## [PROBLEM REQUIREMENTS]
I'd like the entries repeated exactly, without their pictures.

Image point grounding data:
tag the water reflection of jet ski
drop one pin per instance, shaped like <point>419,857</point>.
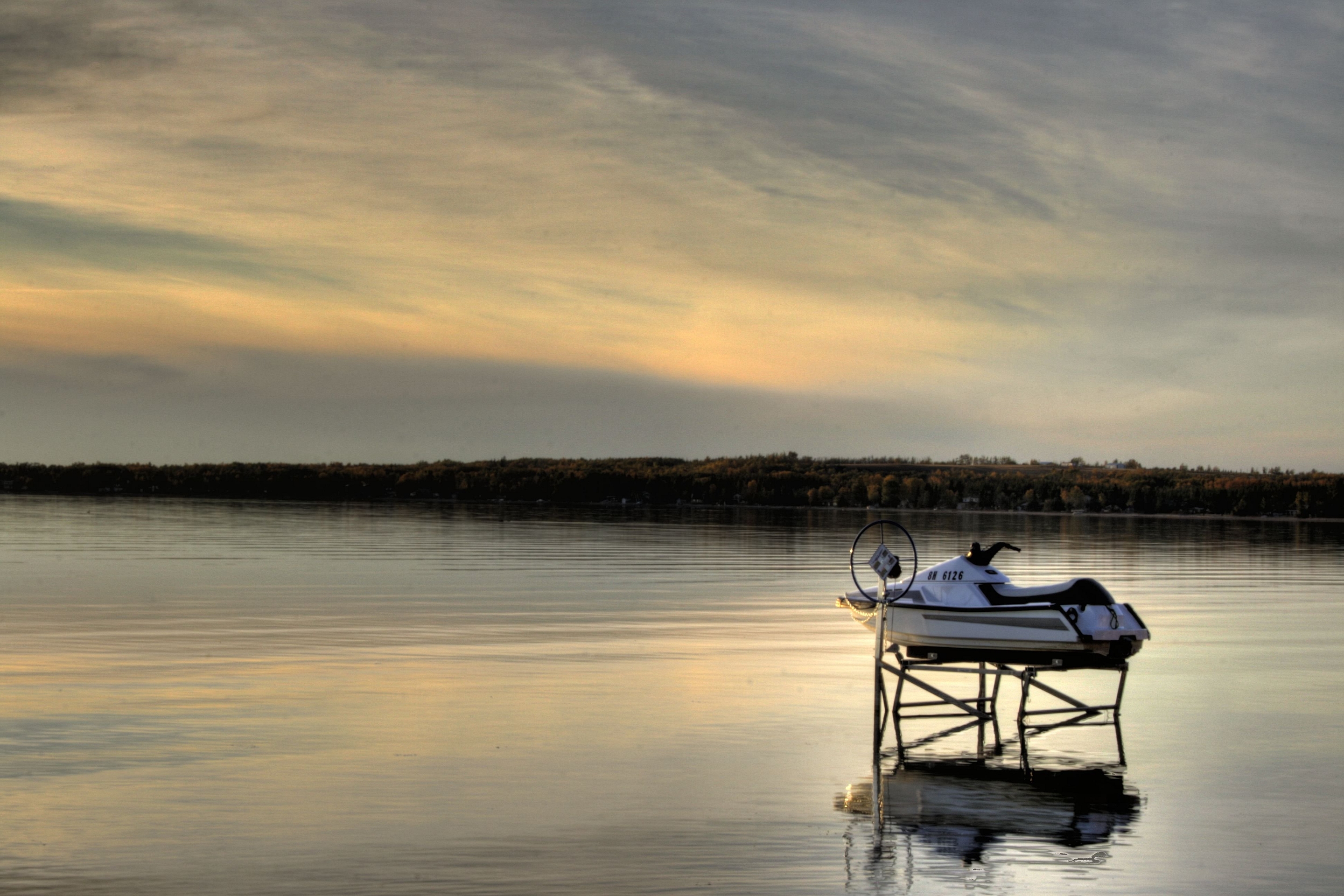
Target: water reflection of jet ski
<point>961,808</point>
<point>966,609</point>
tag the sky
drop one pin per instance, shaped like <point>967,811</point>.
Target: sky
<point>399,230</point>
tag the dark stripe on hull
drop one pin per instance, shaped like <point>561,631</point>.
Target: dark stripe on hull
<point>1018,624</point>
<point>1120,652</point>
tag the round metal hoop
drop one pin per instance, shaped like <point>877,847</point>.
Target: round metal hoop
<point>914,563</point>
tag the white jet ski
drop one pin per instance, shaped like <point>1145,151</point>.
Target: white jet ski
<point>966,609</point>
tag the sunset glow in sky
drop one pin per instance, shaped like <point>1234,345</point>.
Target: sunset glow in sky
<point>408,230</point>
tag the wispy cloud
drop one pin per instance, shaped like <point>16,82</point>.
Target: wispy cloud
<point>1077,207</point>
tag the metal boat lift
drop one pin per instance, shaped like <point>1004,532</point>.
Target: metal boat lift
<point>980,710</point>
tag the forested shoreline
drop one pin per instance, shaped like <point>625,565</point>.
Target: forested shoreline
<point>777,480</point>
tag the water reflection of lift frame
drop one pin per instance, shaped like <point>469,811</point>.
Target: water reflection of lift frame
<point>983,707</point>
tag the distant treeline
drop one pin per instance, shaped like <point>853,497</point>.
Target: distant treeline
<point>776,480</point>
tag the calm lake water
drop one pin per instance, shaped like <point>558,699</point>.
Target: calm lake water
<point>246,698</point>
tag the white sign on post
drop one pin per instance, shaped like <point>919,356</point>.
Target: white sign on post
<point>883,562</point>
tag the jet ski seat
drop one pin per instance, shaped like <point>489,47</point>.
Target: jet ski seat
<point>1078,593</point>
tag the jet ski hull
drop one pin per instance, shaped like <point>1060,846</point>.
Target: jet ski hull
<point>1039,635</point>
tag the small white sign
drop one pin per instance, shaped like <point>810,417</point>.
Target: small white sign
<point>883,562</point>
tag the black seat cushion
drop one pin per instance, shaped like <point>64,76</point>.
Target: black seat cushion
<point>1082,593</point>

## [EXERCISE RESULT]
tag the water reflection of jet ski
drop one pin per instance, shaped like <point>419,857</point>.
Target: water reflection of jet ski
<point>961,808</point>
<point>966,609</point>
tag the sky
drop one pin per instance, shaped like <point>967,811</point>.
Target: sky
<point>399,230</point>
tag the dark stripe on hull
drop one pin per instance, shaped like <point>561,631</point>.
Target: dark stripe on hull
<point>1018,624</point>
<point>1120,652</point>
tag the round metal hoop
drop one pin per instance, shaped like <point>877,847</point>.
Target: round metal hoop
<point>914,563</point>
tag the white jet ski
drop one pin per instance, shaped like <point>1145,151</point>.
Target: white jet ski
<point>966,609</point>
tag the sunset glow in sky
drop one pin per instance, shaped like <point>1234,345</point>.
Target: sunset glow in sky
<point>408,230</point>
tag the wispy cloud
drop one pin per instance, shaped like <point>16,82</point>.
Target: wispy cloud
<point>1077,207</point>
tag the metal boat lift
drop one pin per instance, shaped like <point>1004,532</point>.
Target: metal boat lift
<point>980,710</point>
tag the forested shoreline
drop one pin per instance, shaped like <point>625,565</point>.
Target: forested shoreline
<point>777,480</point>
tag the water reflection of lift frame
drop one pin per instance, shaped like <point>469,811</point>.
Target: water reflection of lift frame
<point>983,707</point>
tag the distant treeline
drop one pin per instance, shaped like <point>853,497</point>.
Target: distant treeline
<point>776,480</point>
tag the calm lake water
drop one pin per instance, shaped like <point>558,699</point>.
Target: calm lake water
<point>246,698</point>
tag the white sign on post
drop one pin per instance, shaped like <point>919,356</point>.
Target: white sign on post
<point>883,562</point>
tag the jet ski seat
drop one pin per instance, shaped like <point>489,47</point>.
Target: jet ski seat
<point>1078,593</point>
tag the jet ski hull
drop one pin per instance, shaped like <point>1060,846</point>.
Target: jet ski hull
<point>1039,635</point>
tag the small white sign
drop one pin per instance, shaped like <point>810,417</point>.
Target: small white sign
<point>883,562</point>
tag the black seat cushion
drop one pin per instance, shaped like <point>64,76</point>.
Target: black seat cushion
<point>1082,593</point>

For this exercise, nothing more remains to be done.